» **Using the information**:
A - According to the Minor Hotels article, which brands does the group operate?
B - Please carry the Minor Hotels article forward from its final sentence.

» **Exercise passage**:
━━━━━━
Staycations Did the Heavy Lifting
Minor Hotels, the international hospitality group behind Anantara, Avani, NH Collection and Tivoli, is putting more money into the UAE, and it is giving domestic staycations credit for keeping the business steady during a tougher stretch for international travel.
According to the company's Middle East leadership, UAE residents booking local getaways played a critical role in sustaining hotel occupancy when international arrivals slowed. That local demand acted as a buffer, keeping revenue relatively stable even as global travel patterns shifted. It is a pattern echoed elsewhere in the market, with UAE hotels bracing for a broader tourism rebound as travel confidence returns across key source markets.
A Bigger Footprint Across the Emirates
With visitor confidence now recovering, Minor Hotels is moving from a defensive posture into expansion mode. The group plans to grow its brand portfolio across the UAE, building on its existing presence with new management contracts and property additions designed to capture both leisure and business travellers as the market strengthens heading into the busier winter season, a trend also reflected in Dubai hotels gearing up for a busy fourth quarter on the back of rebounding UK and Russian bookings.
━━━━━━
» **Record excerpts**:
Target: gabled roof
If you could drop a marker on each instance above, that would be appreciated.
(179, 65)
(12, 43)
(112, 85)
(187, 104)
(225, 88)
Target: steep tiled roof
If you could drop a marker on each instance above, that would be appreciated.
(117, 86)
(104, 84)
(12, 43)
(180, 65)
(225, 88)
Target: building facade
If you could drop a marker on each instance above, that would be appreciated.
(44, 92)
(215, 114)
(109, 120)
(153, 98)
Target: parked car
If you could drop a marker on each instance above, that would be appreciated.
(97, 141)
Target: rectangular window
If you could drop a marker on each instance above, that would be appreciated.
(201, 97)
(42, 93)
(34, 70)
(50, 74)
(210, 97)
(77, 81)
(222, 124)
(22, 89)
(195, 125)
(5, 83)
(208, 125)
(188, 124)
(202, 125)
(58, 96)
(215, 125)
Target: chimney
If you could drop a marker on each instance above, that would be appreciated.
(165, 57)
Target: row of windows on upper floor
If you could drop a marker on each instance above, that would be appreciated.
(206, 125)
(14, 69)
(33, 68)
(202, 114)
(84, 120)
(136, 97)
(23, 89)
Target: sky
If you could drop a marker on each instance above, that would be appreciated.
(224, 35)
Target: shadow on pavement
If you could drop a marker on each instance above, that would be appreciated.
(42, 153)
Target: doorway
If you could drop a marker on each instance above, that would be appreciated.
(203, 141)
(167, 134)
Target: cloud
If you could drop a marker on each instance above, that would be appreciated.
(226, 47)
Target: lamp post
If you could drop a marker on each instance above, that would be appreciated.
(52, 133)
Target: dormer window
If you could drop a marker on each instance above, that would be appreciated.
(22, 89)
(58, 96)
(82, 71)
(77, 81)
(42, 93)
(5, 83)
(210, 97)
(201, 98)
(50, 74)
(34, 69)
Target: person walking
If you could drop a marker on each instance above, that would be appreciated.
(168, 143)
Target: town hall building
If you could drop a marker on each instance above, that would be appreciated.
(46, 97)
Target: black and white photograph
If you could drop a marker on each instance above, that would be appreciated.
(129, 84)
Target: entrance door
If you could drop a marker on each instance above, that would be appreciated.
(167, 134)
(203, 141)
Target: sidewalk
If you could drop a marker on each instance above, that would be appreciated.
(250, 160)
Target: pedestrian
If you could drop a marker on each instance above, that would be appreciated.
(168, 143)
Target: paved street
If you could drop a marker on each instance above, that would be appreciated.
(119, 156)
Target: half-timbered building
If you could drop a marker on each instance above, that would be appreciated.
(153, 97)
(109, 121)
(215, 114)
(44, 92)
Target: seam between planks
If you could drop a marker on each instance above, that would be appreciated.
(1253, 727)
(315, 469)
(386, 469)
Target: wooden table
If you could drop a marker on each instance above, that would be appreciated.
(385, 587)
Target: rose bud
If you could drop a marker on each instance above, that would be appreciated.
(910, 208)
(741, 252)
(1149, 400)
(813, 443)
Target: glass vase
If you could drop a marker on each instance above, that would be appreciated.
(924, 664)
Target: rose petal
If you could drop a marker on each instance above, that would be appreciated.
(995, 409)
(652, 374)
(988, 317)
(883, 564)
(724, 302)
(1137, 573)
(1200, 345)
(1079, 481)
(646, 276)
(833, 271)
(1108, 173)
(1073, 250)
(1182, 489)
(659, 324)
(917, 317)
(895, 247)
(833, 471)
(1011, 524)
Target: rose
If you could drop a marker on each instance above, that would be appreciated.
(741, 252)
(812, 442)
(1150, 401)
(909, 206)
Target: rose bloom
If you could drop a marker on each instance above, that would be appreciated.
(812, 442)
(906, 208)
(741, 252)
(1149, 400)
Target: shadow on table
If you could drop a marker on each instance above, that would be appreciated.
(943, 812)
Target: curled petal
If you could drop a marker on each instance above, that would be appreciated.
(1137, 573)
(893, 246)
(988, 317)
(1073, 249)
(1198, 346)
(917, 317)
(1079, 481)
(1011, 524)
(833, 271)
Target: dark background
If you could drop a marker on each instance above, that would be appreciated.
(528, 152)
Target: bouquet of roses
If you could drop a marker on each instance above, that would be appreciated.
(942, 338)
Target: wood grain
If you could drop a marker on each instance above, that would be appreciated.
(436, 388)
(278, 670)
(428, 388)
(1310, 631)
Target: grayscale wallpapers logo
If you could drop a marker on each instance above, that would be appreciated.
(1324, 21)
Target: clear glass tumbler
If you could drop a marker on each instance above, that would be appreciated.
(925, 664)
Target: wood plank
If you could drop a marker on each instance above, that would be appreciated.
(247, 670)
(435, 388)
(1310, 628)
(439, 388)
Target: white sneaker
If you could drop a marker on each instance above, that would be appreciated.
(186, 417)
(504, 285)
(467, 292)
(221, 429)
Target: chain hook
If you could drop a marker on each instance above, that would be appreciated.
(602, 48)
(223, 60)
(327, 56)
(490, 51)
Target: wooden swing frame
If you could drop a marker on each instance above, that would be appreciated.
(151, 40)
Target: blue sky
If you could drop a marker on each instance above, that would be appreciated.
━━━━━━
» **Expected results**:
A - Anantara, Avani, NH Collection and Tivoli.

B -
| Brand | Positioning |
|---|---|
| Anantara | Luxury resorts |
| Avani | Upscale lifestyle hotels |
| NH Collection | Urban business hotels |
| Tivoli | Premium hospitality |
| Sharjah Collection (new) | Seven nature-based and heritage-inspired properties |
The Sharjah Collection Bet
The centrepiece of the expansion is Minor Hotels taking over management of the Sharjah Collection, a group of seven nature-based and heritage-inspired properties. The deal gives the group a distinct niche within the UAE market, one built around eco-tourism and cultural heritage rather than the high-rise luxury positioning most associated with Dubai. It is a bet that a growing segment of travellers, both regional and international, want experiences tied to nature and local heritage rather than skyline views alone.
What Comes Next for UAE Hospitality
Looking ahead, Minor Hotels expects the broader UAE hospitality market to stay strong, supported by rising leisure travel, demand for premium experiences and continued government investment in tourism infrastructure. For an industry that leaned hard on domestic demand during a slower patch, the expansion signals genuine confidence that the recovery has legs, not just a short-term bounce. For UAE hoteliers, developers and tourism boards, the message is straightforward: the staycation era proved the market's resilience, and now the international rebound is the next growth phase to plan around.